Task prompt:
Apart from the images, the records below need to be copied exactly.

Stored data:
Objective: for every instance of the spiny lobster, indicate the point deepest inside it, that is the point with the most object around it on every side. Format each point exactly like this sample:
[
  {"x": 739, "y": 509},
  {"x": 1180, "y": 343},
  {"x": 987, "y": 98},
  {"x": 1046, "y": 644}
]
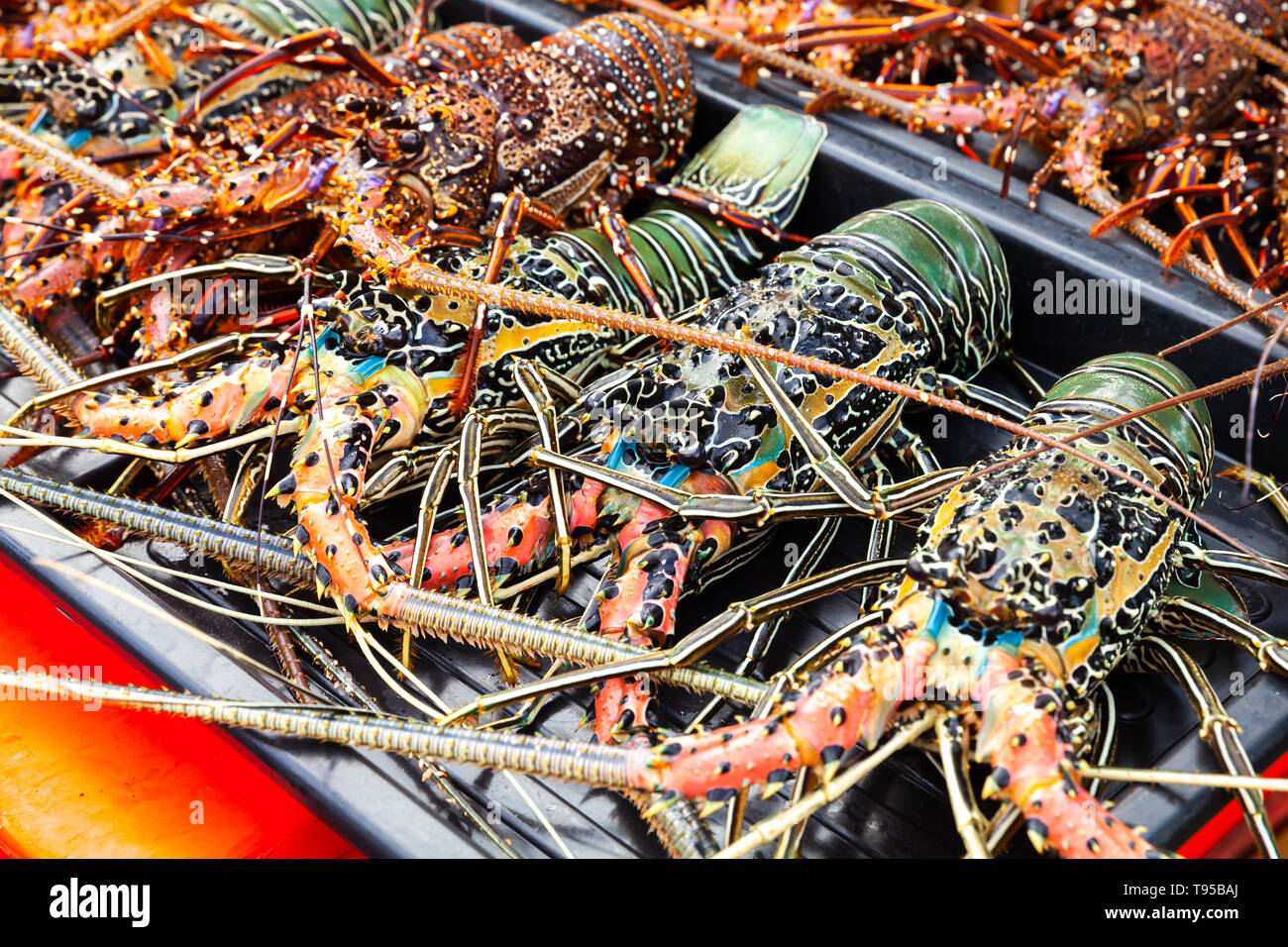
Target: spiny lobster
[
  {"x": 688, "y": 444},
  {"x": 536, "y": 133},
  {"x": 110, "y": 69},
  {"x": 1162, "y": 78},
  {"x": 390, "y": 364},
  {"x": 1030, "y": 579}
]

Solution:
Objective: for every instance of the spiny lobster, indicate the point deepest inside it, that is the point with the most object around it on every side. Format each point exactly like this sample:
[
  {"x": 739, "y": 509},
  {"x": 1180, "y": 343},
  {"x": 987, "y": 98},
  {"x": 1046, "y": 644}
]
Target: spiny lobster
[
  {"x": 688, "y": 444},
  {"x": 536, "y": 133},
  {"x": 110, "y": 69},
  {"x": 1162, "y": 78},
  {"x": 390, "y": 364},
  {"x": 1030, "y": 579}
]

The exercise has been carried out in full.